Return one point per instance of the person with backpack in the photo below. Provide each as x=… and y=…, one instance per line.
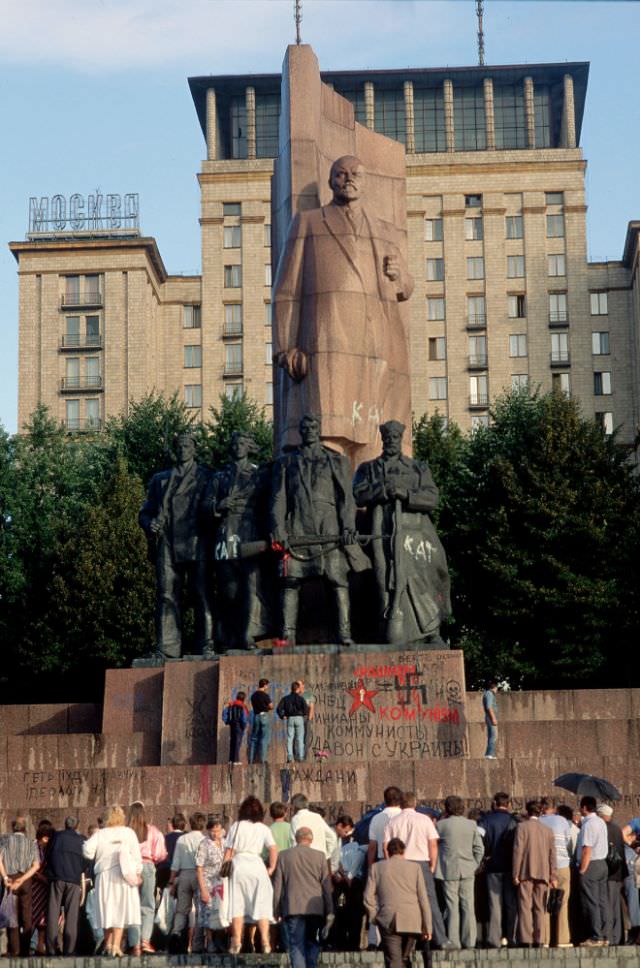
x=235, y=715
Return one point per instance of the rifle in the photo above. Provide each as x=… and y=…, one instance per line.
x=249, y=549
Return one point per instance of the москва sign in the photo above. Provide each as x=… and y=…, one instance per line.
x=95, y=213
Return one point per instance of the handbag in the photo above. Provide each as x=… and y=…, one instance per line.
x=128, y=867
x=226, y=867
x=554, y=900
x=8, y=910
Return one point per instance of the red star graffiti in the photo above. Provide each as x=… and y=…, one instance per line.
x=362, y=697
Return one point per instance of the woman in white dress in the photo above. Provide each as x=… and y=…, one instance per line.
x=251, y=891
x=117, y=901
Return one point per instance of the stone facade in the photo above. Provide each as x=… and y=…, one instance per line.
x=507, y=219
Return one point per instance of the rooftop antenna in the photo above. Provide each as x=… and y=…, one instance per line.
x=479, y=12
x=297, y=14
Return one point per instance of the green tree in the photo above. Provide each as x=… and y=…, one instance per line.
x=145, y=434
x=441, y=445
x=535, y=529
x=108, y=598
x=240, y=413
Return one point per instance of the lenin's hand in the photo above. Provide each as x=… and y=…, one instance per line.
x=391, y=267
x=295, y=362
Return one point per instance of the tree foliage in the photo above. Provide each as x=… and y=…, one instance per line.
x=539, y=515
x=536, y=527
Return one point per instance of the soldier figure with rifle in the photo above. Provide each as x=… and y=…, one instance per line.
x=311, y=501
x=174, y=522
x=409, y=562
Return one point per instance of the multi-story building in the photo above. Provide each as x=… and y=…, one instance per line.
x=504, y=297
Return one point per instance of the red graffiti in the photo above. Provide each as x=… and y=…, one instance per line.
x=362, y=697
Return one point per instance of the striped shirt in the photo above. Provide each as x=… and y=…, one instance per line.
x=18, y=853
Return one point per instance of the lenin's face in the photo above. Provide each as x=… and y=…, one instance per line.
x=347, y=180
x=309, y=431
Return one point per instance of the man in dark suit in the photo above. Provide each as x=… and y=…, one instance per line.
x=174, y=522
x=534, y=871
x=396, y=900
x=302, y=896
x=65, y=864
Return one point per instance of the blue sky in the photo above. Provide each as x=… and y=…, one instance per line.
x=93, y=94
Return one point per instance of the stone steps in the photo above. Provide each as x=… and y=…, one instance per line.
x=620, y=957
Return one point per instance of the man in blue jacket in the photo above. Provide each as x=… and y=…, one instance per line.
x=499, y=826
x=65, y=863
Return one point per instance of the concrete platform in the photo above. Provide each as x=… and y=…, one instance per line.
x=622, y=957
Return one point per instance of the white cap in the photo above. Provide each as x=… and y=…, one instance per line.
x=604, y=810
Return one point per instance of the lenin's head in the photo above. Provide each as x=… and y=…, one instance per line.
x=347, y=179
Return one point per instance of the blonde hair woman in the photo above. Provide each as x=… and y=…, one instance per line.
x=117, y=901
x=153, y=851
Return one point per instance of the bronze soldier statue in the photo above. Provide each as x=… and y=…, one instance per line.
x=174, y=522
x=238, y=499
x=409, y=562
x=312, y=502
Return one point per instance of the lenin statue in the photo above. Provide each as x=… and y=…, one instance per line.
x=338, y=334
x=409, y=562
x=175, y=524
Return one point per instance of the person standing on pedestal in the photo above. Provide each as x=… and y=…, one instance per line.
x=260, y=738
x=173, y=520
x=311, y=498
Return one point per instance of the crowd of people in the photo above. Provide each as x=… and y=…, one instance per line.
x=403, y=875
x=296, y=710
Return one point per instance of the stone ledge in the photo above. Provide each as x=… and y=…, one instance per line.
x=619, y=957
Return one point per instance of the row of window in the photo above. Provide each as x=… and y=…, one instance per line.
x=233, y=276
x=429, y=125
x=474, y=228
x=517, y=346
x=479, y=386
x=232, y=390
x=516, y=307
x=232, y=236
x=192, y=318
x=83, y=415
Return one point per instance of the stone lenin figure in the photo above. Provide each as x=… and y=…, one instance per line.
x=174, y=521
x=312, y=509
x=409, y=562
x=338, y=333
x=238, y=500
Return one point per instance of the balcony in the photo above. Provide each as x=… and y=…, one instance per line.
x=78, y=384
x=78, y=341
x=87, y=425
x=86, y=300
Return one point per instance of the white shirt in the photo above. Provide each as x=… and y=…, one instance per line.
x=593, y=833
x=324, y=838
x=378, y=825
x=184, y=856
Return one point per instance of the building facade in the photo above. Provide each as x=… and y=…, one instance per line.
x=505, y=296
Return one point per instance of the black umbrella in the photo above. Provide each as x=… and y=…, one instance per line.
x=585, y=785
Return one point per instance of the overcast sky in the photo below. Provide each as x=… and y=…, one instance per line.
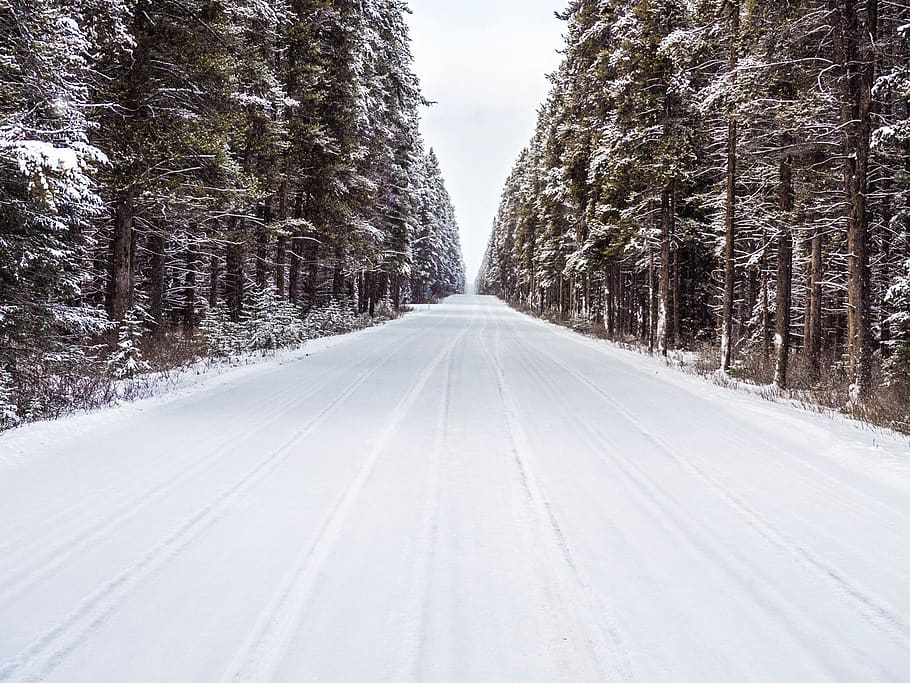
x=485, y=63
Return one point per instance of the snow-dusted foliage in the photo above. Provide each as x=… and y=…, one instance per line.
x=125, y=361
x=232, y=165
x=717, y=171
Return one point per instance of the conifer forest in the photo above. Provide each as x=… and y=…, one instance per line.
x=726, y=177
x=185, y=177
x=258, y=424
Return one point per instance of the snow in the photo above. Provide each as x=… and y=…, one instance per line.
x=463, y=494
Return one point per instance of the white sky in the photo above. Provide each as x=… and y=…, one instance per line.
x=485, y=63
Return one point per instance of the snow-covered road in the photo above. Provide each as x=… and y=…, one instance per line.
x=461, y=495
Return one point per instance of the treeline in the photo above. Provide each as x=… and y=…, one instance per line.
x=725, y=174
x=161, y=161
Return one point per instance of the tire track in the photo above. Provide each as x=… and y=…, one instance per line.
x=60, y=640
x=418, y=603
x=35, y=533
x=875, y=611
x=35, y=569
x=675, y=519
x=260, y=656
x=729, y=417
x=570, y=580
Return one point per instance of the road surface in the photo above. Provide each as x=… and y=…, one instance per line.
x=461, y=495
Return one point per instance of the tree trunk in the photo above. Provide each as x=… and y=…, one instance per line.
x=854, y=40
x=214, y=276
x=784, y=275
x=156, y=246
x=663, y=295
x=234, y=285
x=189, y=291
x=120, y=280
x=726, y=332
x=814, y=308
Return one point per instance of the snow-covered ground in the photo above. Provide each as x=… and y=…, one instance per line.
x=464, y=494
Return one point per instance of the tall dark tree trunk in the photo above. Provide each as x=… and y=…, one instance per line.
x=234, y=284
x=814, y=306
x=214, y=281
x=663, y=295
x=784, y=275
x=120, y=276
x=854, y=42
x=189, y=290
x=294, y=271
x=156, y=247
x=726, y=332
x=262, y=246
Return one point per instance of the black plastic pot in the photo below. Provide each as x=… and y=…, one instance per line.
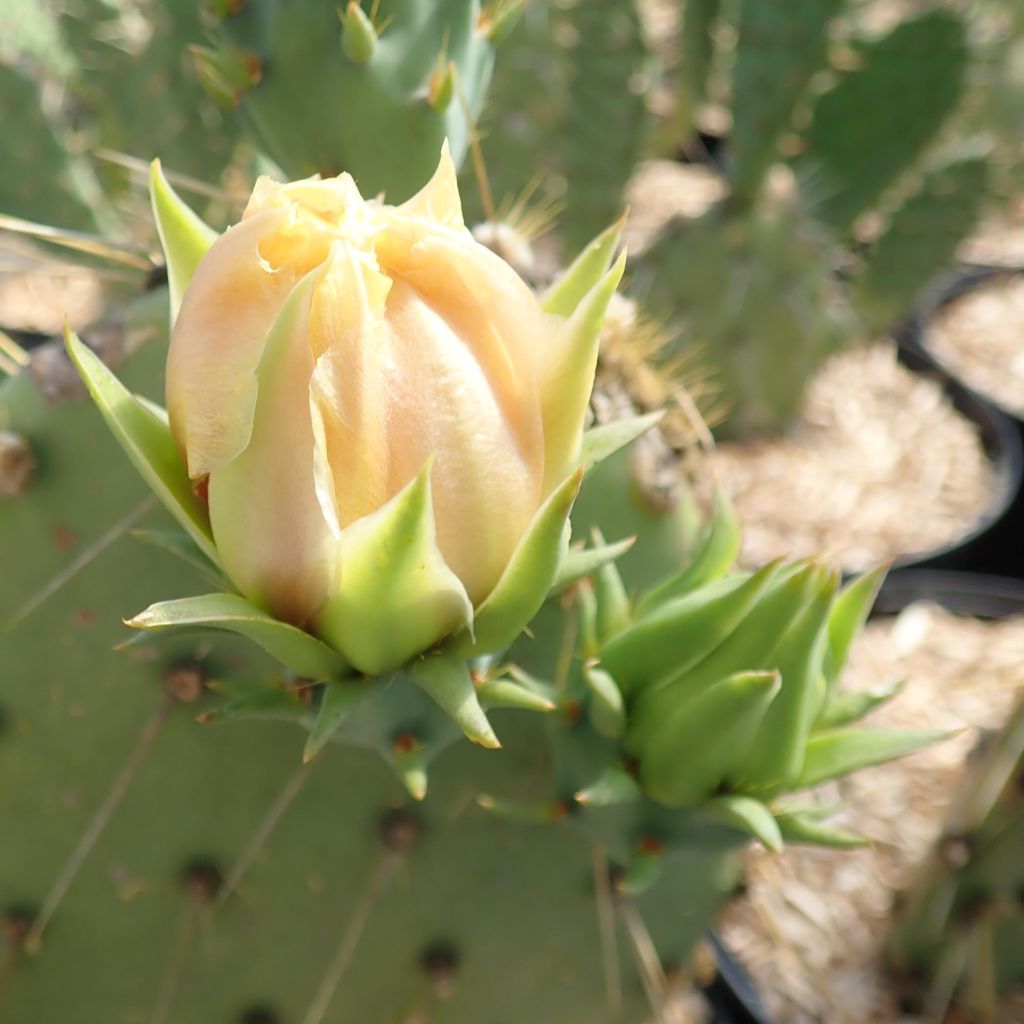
x=975, y=551
x=731, y=994
x=997, y=547
x=962, y=593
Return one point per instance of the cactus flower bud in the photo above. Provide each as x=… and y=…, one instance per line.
x=379, y=411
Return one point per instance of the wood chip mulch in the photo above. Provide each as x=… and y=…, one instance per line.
x=881, y=465
x=811, y=928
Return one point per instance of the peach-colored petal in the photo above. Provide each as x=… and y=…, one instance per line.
x=218, y=336
x=438, y=200
x=487, y=305
x=267, y=523
x=440, y=402
x=348, y=392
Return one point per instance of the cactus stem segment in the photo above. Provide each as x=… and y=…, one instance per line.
x=146, y=737
x=73, y=568
x=263, y=832
x=607, y=932
x=17, y=464
x=380, y=875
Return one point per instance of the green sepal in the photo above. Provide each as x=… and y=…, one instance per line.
x=748, y=815
x=224, y=75
x=146, y=440
x=580, y=562
x=183, y=236
x=498, y=19
x=713, y=558
x=584, y=272
x=182, y=546
x=304, y=654
x=613, y=605
x=445, y=678
x=530, y=812
x=839, y=752
x=567, y=380
x=397, y=596
x=776, y=756
x=337, y=701
x=527, y=578
x=586, y=603
x=411, y=767
x=847, y=620
x=747, y=648
x=698, y=744
x=607, y=713
x=358, y=37
x=270, y=702
x=522, y=691
x=599, y=442
x=800, y=827
x=852, y=707
x=678, y=635
x=614, y=785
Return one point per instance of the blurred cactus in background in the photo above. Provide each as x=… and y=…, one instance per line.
x=958, y=932
x=840, y=159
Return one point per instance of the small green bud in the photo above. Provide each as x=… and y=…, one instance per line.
x=358, y=37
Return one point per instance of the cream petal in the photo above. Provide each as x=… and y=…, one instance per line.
x=347, y=396
x=440, y=401
x=438, y=200
x=270, y=532
x=488, y=306
x=237, y=291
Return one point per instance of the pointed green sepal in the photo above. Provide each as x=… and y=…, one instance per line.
x=748, y=815
x=146, y=440
x=183, y=236
x=358, y=37
x=224, y=76
x=580, y=562
x=567, y=378
x=180, y=545
x=846, y=708
x=700, y=740
x=410, y=764
x=717, y=552
x=527, y=578
x=599, y=442
x=520, y=691
x=839, y=752
x=270, y=702
x=679, y=634
x=397, y=596
x=607, y=713
x=584, y=272
x=586, y=604
x=847, y=620
x=337, y=702
x=776, y=755
x=614, y=785
x=539, y=812
x=304, y=654
x=798, y=827
x=613, y=605
x=498, y=19
x=445, y=678
x=440, y=88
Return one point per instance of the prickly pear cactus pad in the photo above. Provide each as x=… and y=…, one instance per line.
x=316, y=84
x=207, y=832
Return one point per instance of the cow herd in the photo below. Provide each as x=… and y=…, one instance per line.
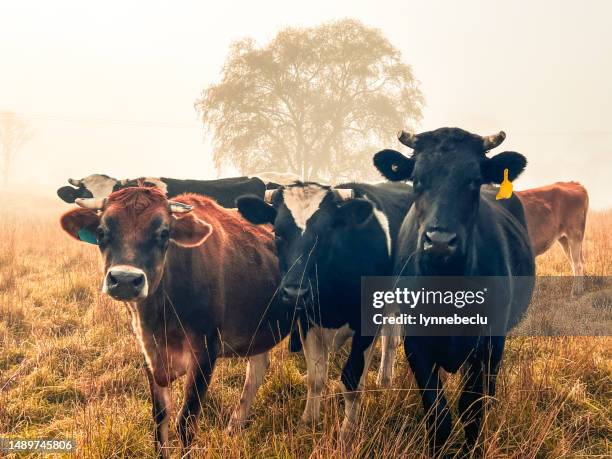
x=230, y=267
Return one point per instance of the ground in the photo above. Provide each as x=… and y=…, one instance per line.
x=70, y=368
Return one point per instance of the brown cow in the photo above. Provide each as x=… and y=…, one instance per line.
x=558, y=212
x=199, y=282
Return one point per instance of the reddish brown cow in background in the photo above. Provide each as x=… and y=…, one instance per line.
x=199, y=283
x=558, y=212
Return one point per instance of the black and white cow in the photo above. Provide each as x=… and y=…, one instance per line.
x=456, y=227
x=327, y=239
x=225, y=191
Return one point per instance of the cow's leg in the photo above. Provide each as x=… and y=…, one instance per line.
x=480, y=380
x=353, y=378
x=198, y=379
x=316, y=351
x=390, y=340
x=575, y=243
x=160, y=400
x=426, y=373
x=572, y=247
x=255, y=374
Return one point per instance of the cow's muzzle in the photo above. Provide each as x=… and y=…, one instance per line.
x=292, y=294
x=126, y=283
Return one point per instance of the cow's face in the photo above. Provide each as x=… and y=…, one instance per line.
x=309, y=221
x=92, y=186
x=133, y=229
x=447, y=169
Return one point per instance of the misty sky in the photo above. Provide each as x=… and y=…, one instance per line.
x=109, y=86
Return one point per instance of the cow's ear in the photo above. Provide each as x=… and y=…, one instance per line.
x=255, y=210
x=67, y=194
x=354, y=212
x=393, y=165
x=187, y=230
x=81, y=224
x=493, y=168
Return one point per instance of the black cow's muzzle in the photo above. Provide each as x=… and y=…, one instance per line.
x=295, y=295
x=70, y=194
x=439, y=243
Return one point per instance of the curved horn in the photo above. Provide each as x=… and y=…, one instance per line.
x=91, y=203
x=345, y=193
x=492, y=141
x=179, y=207
x=268, y=195
x=407, y=138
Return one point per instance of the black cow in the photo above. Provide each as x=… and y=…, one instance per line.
x=455, y=228
x=327, y=239
x=225, y=191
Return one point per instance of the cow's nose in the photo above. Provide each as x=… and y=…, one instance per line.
x=440, y=242
x=293, y=293
x=126, y=283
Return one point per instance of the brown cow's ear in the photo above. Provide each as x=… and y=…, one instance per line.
x=189, y=231
x=81, y=224
x=493, y=168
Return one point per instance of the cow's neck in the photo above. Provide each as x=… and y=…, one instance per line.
x=161, y=336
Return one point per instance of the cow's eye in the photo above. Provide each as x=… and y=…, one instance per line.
x=100, y=233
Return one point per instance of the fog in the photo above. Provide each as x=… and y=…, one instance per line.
x=110, y=87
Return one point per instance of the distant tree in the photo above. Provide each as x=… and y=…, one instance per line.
x=14, y=132
x=315, y=101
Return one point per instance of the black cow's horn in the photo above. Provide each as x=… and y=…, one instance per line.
x=179, y=207
x=492, y=141
x=91, y=203
x=345, y=193
x=268, y=195
x=407, y=139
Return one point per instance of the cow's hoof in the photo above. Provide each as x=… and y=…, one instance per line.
x=234, y=426
x=347, y=432
x=309, y=418
x=383, y=383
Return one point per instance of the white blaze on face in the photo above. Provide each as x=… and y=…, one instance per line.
x=383, y=221
x=281, y=178
x=99, y=185
x=302, y=202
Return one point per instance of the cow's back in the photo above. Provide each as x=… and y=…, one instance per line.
x=224, y=191
x=236, y=271
x=553, y=211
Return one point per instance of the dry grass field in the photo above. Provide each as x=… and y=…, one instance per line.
x=70, y=367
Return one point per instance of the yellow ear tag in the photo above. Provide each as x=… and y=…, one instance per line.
x=505, y=188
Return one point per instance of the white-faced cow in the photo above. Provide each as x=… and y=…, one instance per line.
x=557, y=213
x=199, y=282
x=327, y=239
x=455, y=228
x=225, y=191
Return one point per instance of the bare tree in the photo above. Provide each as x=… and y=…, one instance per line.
x=315, y=101
x=14, y=132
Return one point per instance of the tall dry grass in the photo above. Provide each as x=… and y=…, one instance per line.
x=70, y=367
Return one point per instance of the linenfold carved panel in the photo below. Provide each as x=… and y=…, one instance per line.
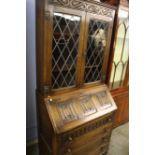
x=81, y=107
x=84, y=6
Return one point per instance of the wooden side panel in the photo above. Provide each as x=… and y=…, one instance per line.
x=122, y=113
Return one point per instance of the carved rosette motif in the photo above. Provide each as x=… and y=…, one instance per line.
x=84, y=6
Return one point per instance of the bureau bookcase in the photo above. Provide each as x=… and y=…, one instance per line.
x=75, y=107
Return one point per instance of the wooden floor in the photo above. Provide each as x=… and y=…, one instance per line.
x=119, y=144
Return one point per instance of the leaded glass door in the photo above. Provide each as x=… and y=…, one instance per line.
x=96, y=50
x=66, y=47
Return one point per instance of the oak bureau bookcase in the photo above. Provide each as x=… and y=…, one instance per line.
x=75, y=107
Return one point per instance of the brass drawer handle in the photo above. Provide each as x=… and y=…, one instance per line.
x=69, y=150
x=109, y=119
x=70, y=138
x=105, y=139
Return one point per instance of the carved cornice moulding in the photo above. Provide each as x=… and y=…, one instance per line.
x=84, y=6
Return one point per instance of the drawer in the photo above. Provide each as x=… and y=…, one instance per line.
x=79, y=147
x=97, y=125
x=87, y=137
x=94, y=148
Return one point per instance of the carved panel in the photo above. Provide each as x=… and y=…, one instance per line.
x=88, y=128
x=84, y=6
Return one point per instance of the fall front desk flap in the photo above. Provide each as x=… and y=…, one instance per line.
x=70, y=110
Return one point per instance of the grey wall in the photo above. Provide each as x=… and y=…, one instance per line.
x=31, y=120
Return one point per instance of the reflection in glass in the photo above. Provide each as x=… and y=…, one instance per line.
x=121, y=52
x=66, y=30
x=95, y=50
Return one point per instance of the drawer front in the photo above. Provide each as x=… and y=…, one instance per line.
x=94, y=148
x=79, y=132
x=87, y=138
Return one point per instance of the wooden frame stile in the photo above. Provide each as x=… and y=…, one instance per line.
x=120, y=94
x=90, y=16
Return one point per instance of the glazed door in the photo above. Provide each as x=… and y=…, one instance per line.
x=96, y=49
x=67, y=42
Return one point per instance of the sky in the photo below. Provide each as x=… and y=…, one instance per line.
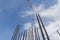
x=14, y=12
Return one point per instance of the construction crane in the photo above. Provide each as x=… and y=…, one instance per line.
x=39, y=22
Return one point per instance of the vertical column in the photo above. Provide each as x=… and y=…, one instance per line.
x=15, y=34
x=40, y=27
x=43, y=27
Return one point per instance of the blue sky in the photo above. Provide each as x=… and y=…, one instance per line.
x=11, y=12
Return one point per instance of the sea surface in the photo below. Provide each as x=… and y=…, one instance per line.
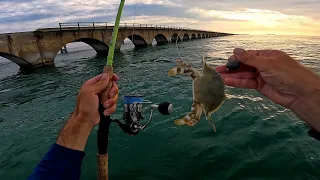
x=255, y=139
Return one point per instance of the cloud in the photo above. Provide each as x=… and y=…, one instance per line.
x=275, y=16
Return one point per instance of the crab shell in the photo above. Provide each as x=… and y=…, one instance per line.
x=208, y=92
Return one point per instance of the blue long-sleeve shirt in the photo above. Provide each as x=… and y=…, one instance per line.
x=59, y=163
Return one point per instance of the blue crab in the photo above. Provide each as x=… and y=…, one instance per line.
x=208, y=92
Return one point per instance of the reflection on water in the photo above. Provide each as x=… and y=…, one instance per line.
x=256, y=139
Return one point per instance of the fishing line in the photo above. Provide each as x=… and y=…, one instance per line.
x=132, y=52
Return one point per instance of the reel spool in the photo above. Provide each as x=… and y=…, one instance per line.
x=133, y=114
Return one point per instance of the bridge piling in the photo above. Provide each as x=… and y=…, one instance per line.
x=40, y=47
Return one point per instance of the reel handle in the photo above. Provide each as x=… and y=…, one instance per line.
x=164, y=108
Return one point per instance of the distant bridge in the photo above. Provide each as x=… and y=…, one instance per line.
x=40, y=47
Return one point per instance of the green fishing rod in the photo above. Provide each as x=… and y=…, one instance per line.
x=104, y=125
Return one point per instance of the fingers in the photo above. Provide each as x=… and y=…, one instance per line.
x=115, y=78
x=114, y=90
x=102, y=84
x=241, y=83
x=240, y=75
x=93, y=80
x=110, y=110
x=251, y=59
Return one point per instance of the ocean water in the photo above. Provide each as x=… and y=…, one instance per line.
x=255, y=139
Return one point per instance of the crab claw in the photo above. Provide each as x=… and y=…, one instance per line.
x=192, y=117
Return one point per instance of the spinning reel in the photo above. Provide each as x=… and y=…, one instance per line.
x=133, y=106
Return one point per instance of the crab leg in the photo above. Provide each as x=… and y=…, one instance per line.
x=192, y=117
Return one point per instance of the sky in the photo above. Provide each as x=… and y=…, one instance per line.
x=281, y=17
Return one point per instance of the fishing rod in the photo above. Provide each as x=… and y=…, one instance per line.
x=132, y=109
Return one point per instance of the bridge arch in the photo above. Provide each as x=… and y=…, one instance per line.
x=175, y=37
x=186, y=37
x=137, y=40
x=161, y=39
x=100, y=47
x=17, y=60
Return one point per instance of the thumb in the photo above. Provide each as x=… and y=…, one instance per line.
x=250, y=59
x=102, y=84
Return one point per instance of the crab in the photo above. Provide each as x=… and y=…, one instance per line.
x=208, y=92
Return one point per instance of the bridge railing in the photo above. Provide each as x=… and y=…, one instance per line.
x=108, y=25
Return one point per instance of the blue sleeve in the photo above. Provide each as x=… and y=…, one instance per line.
x=59, y=163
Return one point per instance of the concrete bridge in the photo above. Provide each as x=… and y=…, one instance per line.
x=40, y=47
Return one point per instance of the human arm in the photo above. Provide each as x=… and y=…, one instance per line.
x=280, y=78
x=64, y=158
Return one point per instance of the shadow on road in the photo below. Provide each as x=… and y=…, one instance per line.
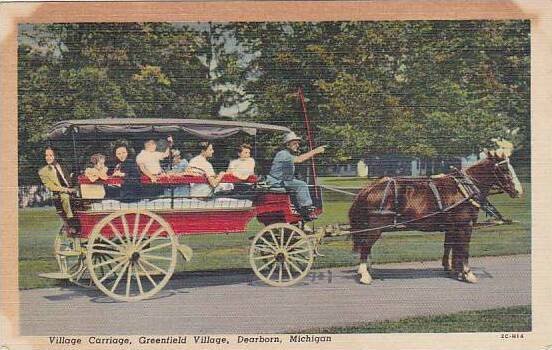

● **Aim of the exercise**: In the data above, find the line containing "Return one point per instance of the human"; from there, please write out each line through the end, exactly, with the pictures omitted.

● **Task result**:
Return one point per instance of the human arm in the photo above. Provide each as x=… and y=…, one instance per line.
x=280, y=78
x=64, y=158
Return one point per instance of the shadow on road in the photo below. Provide each as x=… and y=…, one instance per line.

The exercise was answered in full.